TRECHO CITADO.
UEG OFERECE SISTEMA DE AVALIAÇÃO SERIADO
Márcya Cristina Gomes e Vinícius Ferreira, ambos de 17 anos e alunos do 3º ano do Ensino Médio do Sesc Cidadania Elias Bufaiçal, chegaram ao vestibular deste ano com relativa tranqüilidade em relação aos colegas. A diferença é, que desde o 1º ano, já faziam provas do Sistema de Avaliação Seriado (SAS), aplicadas pela Universidade Estadual de Goiás (UEG). Eles fazem parte da primeira turma que participou do programa e ainda têm que completar a segunda fase da etapa do 3º ano. Se obtiverem bom desempenho, têm a chance de entrar na faculdade sem passar pela seleção tradicional.
Uma das vantagens é que enfrentam uma concorrência significativamente menor. Márcya disputa uma vaga para Educação Física com outros seis candidatos. No vestibular tradicional, o índice chegou a 29 concorrentes/vaga no período matutino e 14, no vespertino. Vinícius também teve sorte e vai concorrer com 12 candidatos para Administração – seriam 20, se tivesse feito apenas a seleção única. “A idéia de testar o aluno a cada ano com menor número de questões é interessante, porque se pode aprofundar mais a avaliação do conhecimento na prova”, afirma Vinícius.

DADOS REGISTRADOS.
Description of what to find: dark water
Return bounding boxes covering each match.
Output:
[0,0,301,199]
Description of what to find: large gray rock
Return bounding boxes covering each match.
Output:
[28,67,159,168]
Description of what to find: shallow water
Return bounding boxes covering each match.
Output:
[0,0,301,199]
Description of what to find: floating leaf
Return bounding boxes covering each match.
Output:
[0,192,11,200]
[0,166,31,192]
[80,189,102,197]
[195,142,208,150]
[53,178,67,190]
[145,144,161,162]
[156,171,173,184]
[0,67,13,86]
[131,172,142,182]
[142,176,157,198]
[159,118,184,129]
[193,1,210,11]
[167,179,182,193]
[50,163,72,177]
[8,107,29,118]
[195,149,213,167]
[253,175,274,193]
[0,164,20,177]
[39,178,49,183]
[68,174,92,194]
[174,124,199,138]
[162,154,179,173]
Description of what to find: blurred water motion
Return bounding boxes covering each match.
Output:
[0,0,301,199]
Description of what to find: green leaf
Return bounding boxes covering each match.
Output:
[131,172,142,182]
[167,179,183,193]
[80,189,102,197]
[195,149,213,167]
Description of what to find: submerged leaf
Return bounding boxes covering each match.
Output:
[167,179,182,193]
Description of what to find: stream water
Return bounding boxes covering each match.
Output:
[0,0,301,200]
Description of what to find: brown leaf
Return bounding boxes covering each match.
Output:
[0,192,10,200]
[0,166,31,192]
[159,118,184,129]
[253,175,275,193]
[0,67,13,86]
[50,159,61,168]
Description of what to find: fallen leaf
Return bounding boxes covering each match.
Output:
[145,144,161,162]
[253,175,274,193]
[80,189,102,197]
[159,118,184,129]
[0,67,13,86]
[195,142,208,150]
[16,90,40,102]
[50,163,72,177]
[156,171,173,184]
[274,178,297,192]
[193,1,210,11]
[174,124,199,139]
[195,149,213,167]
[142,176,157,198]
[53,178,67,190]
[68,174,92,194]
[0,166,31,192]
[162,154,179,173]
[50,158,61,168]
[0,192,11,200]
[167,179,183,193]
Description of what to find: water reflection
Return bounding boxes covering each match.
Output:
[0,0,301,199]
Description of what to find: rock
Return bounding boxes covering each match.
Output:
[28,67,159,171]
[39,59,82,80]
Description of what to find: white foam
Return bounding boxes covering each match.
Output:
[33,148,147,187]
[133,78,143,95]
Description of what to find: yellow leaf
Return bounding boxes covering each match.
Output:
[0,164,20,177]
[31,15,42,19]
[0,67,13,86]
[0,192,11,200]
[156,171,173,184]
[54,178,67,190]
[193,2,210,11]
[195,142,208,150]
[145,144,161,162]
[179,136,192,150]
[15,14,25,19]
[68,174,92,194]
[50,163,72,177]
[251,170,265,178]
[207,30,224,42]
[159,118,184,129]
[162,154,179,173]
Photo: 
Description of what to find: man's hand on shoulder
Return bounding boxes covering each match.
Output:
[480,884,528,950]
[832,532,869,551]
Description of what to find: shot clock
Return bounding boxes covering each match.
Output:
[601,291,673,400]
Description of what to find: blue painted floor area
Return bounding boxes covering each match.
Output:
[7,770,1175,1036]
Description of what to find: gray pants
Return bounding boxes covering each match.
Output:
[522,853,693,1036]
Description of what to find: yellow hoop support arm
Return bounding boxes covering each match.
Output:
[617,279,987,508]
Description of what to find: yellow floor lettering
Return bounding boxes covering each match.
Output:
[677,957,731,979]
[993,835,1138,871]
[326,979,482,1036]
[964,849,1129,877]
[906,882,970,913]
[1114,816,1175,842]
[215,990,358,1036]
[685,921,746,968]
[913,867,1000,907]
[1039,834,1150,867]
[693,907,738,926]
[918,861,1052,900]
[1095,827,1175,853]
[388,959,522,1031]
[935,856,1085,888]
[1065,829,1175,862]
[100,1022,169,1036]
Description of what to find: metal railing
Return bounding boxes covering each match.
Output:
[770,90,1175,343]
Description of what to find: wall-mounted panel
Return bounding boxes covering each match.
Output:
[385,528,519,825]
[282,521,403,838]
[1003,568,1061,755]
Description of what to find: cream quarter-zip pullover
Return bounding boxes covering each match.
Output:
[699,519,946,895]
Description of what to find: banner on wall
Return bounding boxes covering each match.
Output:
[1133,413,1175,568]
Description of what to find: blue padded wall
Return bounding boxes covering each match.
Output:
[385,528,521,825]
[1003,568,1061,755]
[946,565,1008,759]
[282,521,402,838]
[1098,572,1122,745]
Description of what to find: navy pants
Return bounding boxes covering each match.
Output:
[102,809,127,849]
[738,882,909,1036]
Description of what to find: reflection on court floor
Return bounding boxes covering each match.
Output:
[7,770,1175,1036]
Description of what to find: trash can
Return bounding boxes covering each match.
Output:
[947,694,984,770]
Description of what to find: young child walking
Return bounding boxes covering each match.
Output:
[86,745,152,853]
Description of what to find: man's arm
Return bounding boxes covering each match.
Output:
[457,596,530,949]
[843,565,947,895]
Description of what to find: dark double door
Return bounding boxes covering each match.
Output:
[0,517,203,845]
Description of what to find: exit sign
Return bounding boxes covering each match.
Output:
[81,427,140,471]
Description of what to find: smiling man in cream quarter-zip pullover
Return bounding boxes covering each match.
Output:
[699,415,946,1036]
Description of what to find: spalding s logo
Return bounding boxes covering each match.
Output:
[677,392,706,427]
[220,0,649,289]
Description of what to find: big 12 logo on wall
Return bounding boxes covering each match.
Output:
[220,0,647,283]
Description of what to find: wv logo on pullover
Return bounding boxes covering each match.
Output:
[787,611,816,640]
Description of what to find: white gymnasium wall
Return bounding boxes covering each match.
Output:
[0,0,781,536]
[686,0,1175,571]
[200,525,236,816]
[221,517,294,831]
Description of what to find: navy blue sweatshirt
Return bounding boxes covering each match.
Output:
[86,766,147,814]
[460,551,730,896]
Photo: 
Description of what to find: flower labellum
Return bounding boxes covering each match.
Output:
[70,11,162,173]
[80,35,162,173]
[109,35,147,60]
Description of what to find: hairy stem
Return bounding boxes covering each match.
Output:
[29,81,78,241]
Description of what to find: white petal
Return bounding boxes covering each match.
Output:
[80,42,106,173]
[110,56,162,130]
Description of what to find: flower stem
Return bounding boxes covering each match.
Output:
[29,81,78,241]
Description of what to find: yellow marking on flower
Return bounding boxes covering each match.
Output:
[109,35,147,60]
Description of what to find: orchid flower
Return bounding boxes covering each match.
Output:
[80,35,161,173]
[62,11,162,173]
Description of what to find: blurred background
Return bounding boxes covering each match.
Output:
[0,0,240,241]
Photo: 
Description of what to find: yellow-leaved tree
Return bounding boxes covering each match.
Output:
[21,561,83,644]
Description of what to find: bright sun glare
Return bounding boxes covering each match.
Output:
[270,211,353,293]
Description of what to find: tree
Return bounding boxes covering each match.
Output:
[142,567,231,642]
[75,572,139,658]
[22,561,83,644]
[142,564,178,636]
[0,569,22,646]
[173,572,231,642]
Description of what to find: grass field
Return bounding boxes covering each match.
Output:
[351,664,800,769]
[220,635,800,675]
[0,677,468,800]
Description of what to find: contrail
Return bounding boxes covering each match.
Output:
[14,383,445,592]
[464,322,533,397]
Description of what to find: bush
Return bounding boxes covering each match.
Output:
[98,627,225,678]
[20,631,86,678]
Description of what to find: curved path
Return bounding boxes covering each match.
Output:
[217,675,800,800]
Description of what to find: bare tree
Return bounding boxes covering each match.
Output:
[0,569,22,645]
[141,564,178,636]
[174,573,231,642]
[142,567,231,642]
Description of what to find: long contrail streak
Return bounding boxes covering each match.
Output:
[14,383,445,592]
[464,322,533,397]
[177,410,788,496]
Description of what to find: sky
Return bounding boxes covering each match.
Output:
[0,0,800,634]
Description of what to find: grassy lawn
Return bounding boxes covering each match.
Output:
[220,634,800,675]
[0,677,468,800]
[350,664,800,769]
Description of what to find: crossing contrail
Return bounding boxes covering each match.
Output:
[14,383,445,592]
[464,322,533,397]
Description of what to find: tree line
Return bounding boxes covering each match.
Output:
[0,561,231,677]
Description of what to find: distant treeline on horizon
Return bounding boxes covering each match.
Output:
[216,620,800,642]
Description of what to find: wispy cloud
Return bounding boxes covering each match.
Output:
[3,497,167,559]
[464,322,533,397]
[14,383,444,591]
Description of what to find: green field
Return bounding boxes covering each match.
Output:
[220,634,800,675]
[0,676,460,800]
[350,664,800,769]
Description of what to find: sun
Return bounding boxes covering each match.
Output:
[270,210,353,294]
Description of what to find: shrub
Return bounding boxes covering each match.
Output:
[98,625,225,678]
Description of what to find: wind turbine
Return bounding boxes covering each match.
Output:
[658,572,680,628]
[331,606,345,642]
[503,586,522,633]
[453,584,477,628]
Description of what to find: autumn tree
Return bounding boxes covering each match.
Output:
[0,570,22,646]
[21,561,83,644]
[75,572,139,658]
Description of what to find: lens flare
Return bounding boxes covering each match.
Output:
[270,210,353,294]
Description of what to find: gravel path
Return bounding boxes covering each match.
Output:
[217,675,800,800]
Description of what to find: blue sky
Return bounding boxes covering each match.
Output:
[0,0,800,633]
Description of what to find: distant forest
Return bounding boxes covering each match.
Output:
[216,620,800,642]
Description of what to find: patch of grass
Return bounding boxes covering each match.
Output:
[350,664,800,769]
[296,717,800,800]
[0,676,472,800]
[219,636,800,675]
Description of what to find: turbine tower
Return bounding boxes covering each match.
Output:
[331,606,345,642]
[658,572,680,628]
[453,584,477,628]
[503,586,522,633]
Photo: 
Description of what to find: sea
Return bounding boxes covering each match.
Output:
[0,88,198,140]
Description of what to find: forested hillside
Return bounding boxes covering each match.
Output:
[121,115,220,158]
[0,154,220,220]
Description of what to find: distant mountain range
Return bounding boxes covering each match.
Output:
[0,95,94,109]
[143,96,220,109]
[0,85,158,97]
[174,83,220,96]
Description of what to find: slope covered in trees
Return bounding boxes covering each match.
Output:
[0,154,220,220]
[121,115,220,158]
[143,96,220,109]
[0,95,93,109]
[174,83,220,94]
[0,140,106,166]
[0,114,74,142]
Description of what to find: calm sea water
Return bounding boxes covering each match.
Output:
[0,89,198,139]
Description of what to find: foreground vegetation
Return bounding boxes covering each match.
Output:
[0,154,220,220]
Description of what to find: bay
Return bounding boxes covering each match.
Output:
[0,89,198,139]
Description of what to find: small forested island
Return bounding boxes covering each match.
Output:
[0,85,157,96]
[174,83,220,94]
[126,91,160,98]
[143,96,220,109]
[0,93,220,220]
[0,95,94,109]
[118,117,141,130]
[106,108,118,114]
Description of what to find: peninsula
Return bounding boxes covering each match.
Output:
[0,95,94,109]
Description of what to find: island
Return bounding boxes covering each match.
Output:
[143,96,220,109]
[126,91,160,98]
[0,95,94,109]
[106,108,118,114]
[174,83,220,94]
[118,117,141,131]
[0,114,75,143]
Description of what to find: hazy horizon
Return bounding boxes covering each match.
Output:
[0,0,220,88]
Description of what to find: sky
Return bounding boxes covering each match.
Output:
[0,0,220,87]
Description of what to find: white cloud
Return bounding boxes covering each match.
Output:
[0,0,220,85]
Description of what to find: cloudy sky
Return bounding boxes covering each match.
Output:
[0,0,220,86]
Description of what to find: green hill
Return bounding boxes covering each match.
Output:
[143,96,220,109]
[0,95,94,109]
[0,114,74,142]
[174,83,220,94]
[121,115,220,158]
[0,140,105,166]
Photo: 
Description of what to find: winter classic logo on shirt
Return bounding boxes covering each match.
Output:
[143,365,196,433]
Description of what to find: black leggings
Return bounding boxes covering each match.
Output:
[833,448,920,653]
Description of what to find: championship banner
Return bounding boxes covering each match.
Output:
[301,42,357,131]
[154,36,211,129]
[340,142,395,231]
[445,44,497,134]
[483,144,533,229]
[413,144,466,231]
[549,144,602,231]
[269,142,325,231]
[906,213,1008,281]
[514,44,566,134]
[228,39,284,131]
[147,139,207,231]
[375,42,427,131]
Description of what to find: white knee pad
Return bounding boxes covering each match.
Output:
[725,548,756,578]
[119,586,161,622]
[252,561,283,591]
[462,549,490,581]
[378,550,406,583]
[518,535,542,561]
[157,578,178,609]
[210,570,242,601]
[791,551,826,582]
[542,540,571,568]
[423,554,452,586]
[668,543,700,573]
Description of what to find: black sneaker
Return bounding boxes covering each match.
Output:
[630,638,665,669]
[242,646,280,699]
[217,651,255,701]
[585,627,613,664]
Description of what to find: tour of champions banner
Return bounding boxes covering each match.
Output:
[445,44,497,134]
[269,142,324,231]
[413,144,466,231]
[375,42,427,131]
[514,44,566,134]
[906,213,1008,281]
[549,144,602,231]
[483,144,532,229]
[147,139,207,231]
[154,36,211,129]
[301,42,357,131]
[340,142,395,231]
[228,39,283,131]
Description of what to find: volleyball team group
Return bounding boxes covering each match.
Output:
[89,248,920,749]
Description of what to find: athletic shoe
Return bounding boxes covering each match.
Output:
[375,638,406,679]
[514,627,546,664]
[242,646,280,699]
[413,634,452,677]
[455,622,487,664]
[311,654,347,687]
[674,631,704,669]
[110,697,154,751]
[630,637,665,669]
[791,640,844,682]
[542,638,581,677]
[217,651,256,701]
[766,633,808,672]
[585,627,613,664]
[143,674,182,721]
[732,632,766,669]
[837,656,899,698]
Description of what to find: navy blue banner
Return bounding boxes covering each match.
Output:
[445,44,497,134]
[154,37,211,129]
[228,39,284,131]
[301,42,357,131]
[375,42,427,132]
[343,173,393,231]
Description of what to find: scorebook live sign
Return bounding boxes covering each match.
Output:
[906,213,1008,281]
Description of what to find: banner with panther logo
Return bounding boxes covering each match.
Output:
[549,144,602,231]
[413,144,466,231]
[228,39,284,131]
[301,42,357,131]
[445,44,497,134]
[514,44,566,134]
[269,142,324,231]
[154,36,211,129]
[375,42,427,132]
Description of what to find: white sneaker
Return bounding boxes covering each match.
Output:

TAREFAS OBRIGATÓRIAS.
[1] Liste todas as quantidades de candidatos ou concorrentes mencionadas no trecho citado e indique a que cada uma se refere.
[2] Segundo o trecho citado, qual instituição aplica as provas do Sistema de Avaliação Seriado?
[3] Redigite o trecho citado começando em "UEG OFERECE SISTEMA" e terminando em "pela seleção tradicional.".

RESPOSTAS POR TAREFA.
[1]
- 6 outros candidatos: disputa de Márcya por uma vaga em Educação Física
- 29 concorrentes/vaga: vestibular tradicional, período matutino
- 14: vestibular tradicional, período vespertino
- 12 candidatos: disputa de Vinícius em Administração
- 20: Administração, se Vinícius tivesse feito apenas a seleção única

[2] A Universidade Estadual de Goiás (UEG).

[3]
UEG OFERECE SISTEMA DE AVALIAÇÃO SERIADO
Márcya Cristina Gomes e Vinícius Ferreira, ambos de 17 anos e alunos do 3º ano do Ensino Médio do Sesc Cidadania Elias Bufaiçal, chegaram ao vestibular deste ano com relativa tranqüilidade em relação aos colegas. A diferença é, que desde o 1º ano, já faziam provas do Sistema de Avaliação Seriado (SAS), aplicadas pela Universidade Estadual de Goiás (UEG). Eles fazem parte da primeira turma que participou do programa e ainda têm que completar a segunda fase da etapa do 3º ano. Se obtiverem bom desempenho, têm a chance de entrar na faculdade sem passar pela seleção tradicional.